• [Entries shown]

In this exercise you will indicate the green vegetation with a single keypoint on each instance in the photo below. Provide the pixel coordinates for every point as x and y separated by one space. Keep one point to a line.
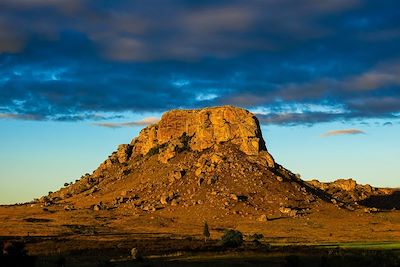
364 245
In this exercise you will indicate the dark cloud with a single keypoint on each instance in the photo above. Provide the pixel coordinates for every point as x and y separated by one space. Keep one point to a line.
302 62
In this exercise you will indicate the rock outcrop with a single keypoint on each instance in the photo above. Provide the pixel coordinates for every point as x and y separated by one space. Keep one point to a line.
201 129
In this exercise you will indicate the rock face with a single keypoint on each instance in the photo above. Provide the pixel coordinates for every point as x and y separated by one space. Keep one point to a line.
201 129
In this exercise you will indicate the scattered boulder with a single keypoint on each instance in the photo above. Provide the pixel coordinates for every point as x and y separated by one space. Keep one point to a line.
135 254
262 218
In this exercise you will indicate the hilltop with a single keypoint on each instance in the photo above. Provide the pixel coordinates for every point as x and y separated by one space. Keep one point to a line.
211 165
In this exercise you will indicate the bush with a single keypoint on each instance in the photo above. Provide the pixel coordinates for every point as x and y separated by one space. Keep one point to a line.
155 150
231 238
206 232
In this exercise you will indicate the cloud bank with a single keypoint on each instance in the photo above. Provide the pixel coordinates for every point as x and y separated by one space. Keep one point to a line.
305 62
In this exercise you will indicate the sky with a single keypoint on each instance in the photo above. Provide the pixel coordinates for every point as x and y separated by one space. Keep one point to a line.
77 78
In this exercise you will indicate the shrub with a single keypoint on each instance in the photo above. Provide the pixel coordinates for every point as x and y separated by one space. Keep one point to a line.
231 238
206 232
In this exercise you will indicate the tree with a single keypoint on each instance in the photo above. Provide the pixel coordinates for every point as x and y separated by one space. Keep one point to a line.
231 238
206 232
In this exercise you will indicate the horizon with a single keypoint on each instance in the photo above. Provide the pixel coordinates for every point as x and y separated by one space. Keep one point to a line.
78 78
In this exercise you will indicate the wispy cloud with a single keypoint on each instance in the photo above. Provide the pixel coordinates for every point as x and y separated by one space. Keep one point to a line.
143 122
343 132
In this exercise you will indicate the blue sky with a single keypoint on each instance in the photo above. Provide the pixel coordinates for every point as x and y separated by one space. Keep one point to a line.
77 78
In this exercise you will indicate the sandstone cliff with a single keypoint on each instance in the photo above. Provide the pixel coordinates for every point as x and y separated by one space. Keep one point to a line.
199 130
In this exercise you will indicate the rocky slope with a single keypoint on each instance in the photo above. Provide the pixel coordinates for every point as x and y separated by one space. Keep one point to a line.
210 163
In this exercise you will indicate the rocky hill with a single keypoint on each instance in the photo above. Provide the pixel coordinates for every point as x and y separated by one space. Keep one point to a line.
212 162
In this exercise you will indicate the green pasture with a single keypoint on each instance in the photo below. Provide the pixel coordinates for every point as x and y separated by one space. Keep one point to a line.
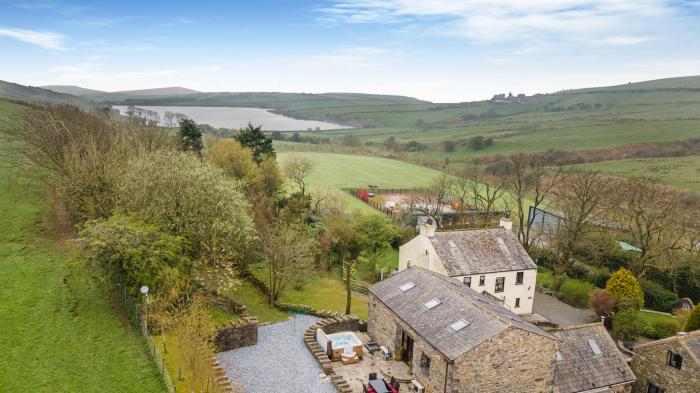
62 327
681 172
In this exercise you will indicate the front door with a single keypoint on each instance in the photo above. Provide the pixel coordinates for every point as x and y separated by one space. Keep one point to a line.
407 345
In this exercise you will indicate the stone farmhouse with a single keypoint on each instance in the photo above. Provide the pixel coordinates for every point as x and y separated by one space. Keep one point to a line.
487 260
669 365
457 340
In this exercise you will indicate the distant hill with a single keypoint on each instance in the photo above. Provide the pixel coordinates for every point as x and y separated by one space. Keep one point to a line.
37 94
74 90
274 100
683 82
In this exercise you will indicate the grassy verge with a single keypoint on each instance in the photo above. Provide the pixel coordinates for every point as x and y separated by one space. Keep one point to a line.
256 303
61 329
326 291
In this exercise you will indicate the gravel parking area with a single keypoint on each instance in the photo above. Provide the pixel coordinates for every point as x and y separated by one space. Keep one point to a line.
279 362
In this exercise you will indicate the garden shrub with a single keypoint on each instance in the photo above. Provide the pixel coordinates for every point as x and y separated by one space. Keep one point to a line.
658 298
598 275
139 253
661 328
693 322
576 292
627 325
602 302
626 288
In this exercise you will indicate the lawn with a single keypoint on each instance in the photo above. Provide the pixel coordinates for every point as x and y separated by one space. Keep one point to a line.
682 172
62 328
326 291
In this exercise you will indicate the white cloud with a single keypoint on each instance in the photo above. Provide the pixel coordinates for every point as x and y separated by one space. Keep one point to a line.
44 39
363 56
489 21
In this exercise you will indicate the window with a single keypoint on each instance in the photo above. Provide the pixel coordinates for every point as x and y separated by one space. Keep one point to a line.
594 347
675 360
425 363
500 281
432 304
467 281
459 325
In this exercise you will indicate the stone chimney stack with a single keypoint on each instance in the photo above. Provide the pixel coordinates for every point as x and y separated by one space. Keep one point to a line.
506 223
428 228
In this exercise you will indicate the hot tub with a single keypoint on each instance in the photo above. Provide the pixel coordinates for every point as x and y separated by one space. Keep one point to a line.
336 343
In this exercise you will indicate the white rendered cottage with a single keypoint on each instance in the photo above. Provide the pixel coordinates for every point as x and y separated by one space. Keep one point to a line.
488 260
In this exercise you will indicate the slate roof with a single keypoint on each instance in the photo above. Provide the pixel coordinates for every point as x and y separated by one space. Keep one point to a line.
486 317
480 251
691 342
580 369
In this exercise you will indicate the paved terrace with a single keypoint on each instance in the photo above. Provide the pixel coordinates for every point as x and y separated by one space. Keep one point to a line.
279 362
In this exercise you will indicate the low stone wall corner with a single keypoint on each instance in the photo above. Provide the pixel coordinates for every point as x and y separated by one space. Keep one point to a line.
237 334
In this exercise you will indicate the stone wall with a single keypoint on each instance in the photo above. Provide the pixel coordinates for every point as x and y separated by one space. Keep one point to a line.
513 358
386 329
649 364
237 334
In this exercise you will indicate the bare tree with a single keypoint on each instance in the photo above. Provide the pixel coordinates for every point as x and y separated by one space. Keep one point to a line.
483 188
297 169
655 220
581 199
529 184
287 251
432 199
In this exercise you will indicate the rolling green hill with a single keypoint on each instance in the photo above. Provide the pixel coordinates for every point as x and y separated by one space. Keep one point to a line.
36 94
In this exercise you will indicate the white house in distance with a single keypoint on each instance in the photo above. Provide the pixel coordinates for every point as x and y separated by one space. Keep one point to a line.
488 260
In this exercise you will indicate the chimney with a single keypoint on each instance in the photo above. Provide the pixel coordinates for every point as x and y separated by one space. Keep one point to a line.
506 223
428 227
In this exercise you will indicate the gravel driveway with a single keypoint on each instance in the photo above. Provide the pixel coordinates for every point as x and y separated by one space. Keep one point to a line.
279 362
561 313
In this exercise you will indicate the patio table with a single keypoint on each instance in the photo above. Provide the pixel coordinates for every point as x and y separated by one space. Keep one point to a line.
379 386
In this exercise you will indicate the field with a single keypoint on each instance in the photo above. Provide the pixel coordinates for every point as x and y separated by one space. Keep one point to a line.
62 329
587 119
682 172
336 171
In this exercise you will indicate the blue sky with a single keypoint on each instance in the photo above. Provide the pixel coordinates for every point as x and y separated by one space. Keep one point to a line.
439 50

• [What is being asked]
Output the lines above verbatim, images excluded.

• [Exercise solution]
In this exercise you will indicate the green vegetation with a single keypoint on each instance in the photo below. Provide the pixel coordinates for every point as x and y separated by one space. Keep one point to a line.
364 245
In this exercise you will indicate the dark cloud with a single keypoint on each instance in the photo above. Provide the pixel coordinates for every point as x and y separated by one space. Keep one point to a line.
302 62
In this exercise you will indicate the rock outcrop with a single keypoint on each instance in the photo above. Provide the pixel coordinates for every point as x and y separated by one space. Keep one point to a line.
201 129
In this exercise you will indicate the rock face with a single keypoint on each instance in the photo above. Provide the pixel coordinates for every point as x and y separated by one space. Keep one point to a line.
201 129
In this exercise you will indicate the scattered boulder with a single keypoint on each instance in the photo above. Provide the pixel coordinates for every point as x and y separated by one space. Keep one point to a line.
135 254
262 218
In this exercise you will indicate the hilltop with a single keypoint on each instance in the photo above. Provide the pixel coordinates for every point as x and y separated by one space. Keep one point to a line.
211 165
In this exercise you will indicate the bush with a single keypoint on each instance in the photo above. Provide the pixel coordinates for every point as x and y separated by one space. Keep one point to a line.
155 150
231 238
206 232
In this exercise you will indicate the cloud bank with a single keypoint on each instance in the photo above. Provide the pixel coordinates for every point as x and y separated by one space. Keep one point to a line.
305 62
In this exercise you will indicate the sky with a single keypoint on each instance in the photo above. Provide the pixel coordinates for every point as x and y separated by one space. Keep one point to a line.
77 78
In this exercise you will indicate the shrub with a single keypoint on each instance in the photo above. Provide the pixel coordinates for every point as x and y separated by one space. Keep one point to a line.
231 238
206 232
In this exercise you will indicate the tree with a single keypoint on each instance in the photo above. Provide the pixel coordinates for every point as x and y separated by one space. Keep one point to a line.
231 238
206 232
In this exercise you will indicate the horizon with a single keypoint on each instance in the photo above. Provide the pixel coordinates for every point as x and y separated by one space. Keep one point to a line.
78 78
In this exercise you will indicate the wispy cloud with a single keypoint on each instance in the photo above. Provide the pixel coordinates for every point as x and y separated by one space. Keep one point to a line.
143 122
343 132
In this exercise you will indicate the blue sky with a single keypoint on each instance in the photo above. Provide the pixel coordinates for every point as x and y separated by one space. Keep one point to a line.
77 78
In this exercise you will indicate the sandstone cliff with a single keypoint on each instance in the photo above. Provide the pixel coordinates for every point as x and y separated by one space. Keep one point to a line.
199 130
In this exercise you will indicate the rocky slope with a single keypoint on each instance in the photo above. Provide the pixel coordinates for every point as x and y separated by one space. Keep one point to a line.
210 163
In this exercise you will indicate the rocky hill with a single keypoint on each instance in the photo above. Provide the pixel coordinates for every point as x and y separated by one space. Keep one point to a line.
212 162
In this exercise you will indicate the green pasture with a single keypoint on each instance in the photo below. Provide the pixel coordinates for every point as x and y separated by one space. Keep one point to a line.
62 327
681 172
In this exercise you will indicate the front door with a single keypoint on each instance in the photo above. Provide the pixel coordinates for every point as x and y separated by one space. Keep one point to a line.
407 345
In this exercise you will indicate the stone farmhouse with a single keypoint on each instance in the photo above. Provide the pixel coordinates for every point as x and y separated by one space. Keep one point to a line.
487 260
669 365
457 340
In this exercise you will indicate the distant hill with a single keypoint on each instance in the photo above. Provide the pixel coordinates for every point as x and y separated by one space. Keep one point to a line.
37 94
74 90
274 100
683 82
In this exercise you will indicate the grassy verge with a single keypoint on each instance in the photo above. Provide the pixel coordinates for every point as x and y separated by one space. Keep one point to a line.
256 303
61 329
326 291
In this exercise you will indicate the gravel parking area with a single keypoint on each instance in the photo above. Provide the pixel coordinates for every point as x and y separated by one space. Keep one point to a line.
279 362
In this exercise you will indicate the garden shrub with a single keypoint on each instance in the photo above. Provide the pixel coordinates for every point as x and y separated by one space. Keep one point to a line.
658 298
598 275
139 253
661 328
693 322
576 292
627 325
602 302
626 288
In this exercise you will indicate the lawn with a single keypoint on each instance in the photo above. Provide the pixel coordinates for every point as x and y separated by one space. Keep one point to a line.
682 172
62 328
326 291
In this exercise you will indicate the white cloud with a single keypoint on each instance in the photo above. Provide the pixel coordinates for every point as x and y separated by one space. Keep one point to a line.
44 39
363 56
489 21
In this exercise you will indicate the window with a single keypoint on each instance in the photo above. Provide the pixel coordinates for every point as x and y separated by one space. Keep one point to a line.
594 347
675 360
425 363
500 281
432 304
467 281
459 325
In this exercise you will indicate the stone chimney stack with a single keypoint on each instance in the photo above. Provide the pixel coordinates for every point as x and y separated by one space. Keep one point to a line.
506 223
428 228
In this exercise you will indicate the hot tub with a single keypoint on each instance in the photo above. Provide the pixel coordinates for every point as x and y separated by one space. Keep one point to a line.
336 343
In this exercise you will indicate the white rendered cottage with a single keypoint on each instance in the photo above. Provide the pixel coordinates for every point as x and y separated by one space. Keep one point to a line.
488 260
In this exercise you will indicate the slate roof with a single keypoint on each instance in the photo above. Provide the pixel coordinates for every point as x and y separated by one space. Keep one point to a line.
486 317
480 251
691 342
580 369
In this exercise you will indicate the paved terrace with a single keypoint on each instance in the photo above. Provide the pixel coordinates for every point as x and y separated by one space. Keep one point to a line.
279 362
In this exercise you will indicate the low stone wall corner with a single keypoint on each instance in the photo above. Provide the pixel coordinates for every point as x and y separated by one space. Keep one point to a line.
237 334
In this exercise you will indicate the stone wall with a single keypoint on each instance in the photo above. Provide the pixel coordinates for every point as x and y separated by one space. Keep one point to a line.
513 358
386 329
649 364
237 334
In this exercise you will indicate the bare tree with a single keypoint on each instance in the photo above. Provide the pixel coordinates for every point as x and y separated by one space. Keep one point to a line.
483 188
297 169
655 220
581 199
529 184
287 251
432 199
In this exercise you will indicate the rolling green hill with a single keypoint on each instance in the photo above. Provide the pixel coordinates for every point as x and y separated by one space. Keep one point to a line.
36 94
In this exercise you will indicate the white house in distance with a single keypoint on each instance in the photo above. Provide the pixel coordinates for every point as x and y separated by one space. Keep one point to a line.
488 260
In this exercise you will indicate the chimney with a single keypoint on each instance in the photo above. Provide the pixel coordinates for every point as x and y separated by one space. Keep one point to a line.
506 223
428 227
In this exercise you will indicate the gravel driveway with a single keypoint on each instance in the photo above. Provide the pixel coordinates for every point as x and y separated by one space. Keep one point to a line.
279 362
561 313
In this exercise you will indicate the patio table with a single keypoint on each instance in the photo above. Provide the pixel coordinates for every point as x and y separated by one space. Keep one point to a line.
379 386
In this exercise you will indicate the field with a single keypoint on each instance in the photo above. Provide the pixel coordinates for every point as x and y separated by one space. Keep one point to a line.
62 329
587 119
682 172
336 171
In this exercise you will indicate the blue sky with a single keypoint on each instance in the photo above. Provide the pixel coordinates for every point as x and y separated by one space. Keep one point to a line.
439 50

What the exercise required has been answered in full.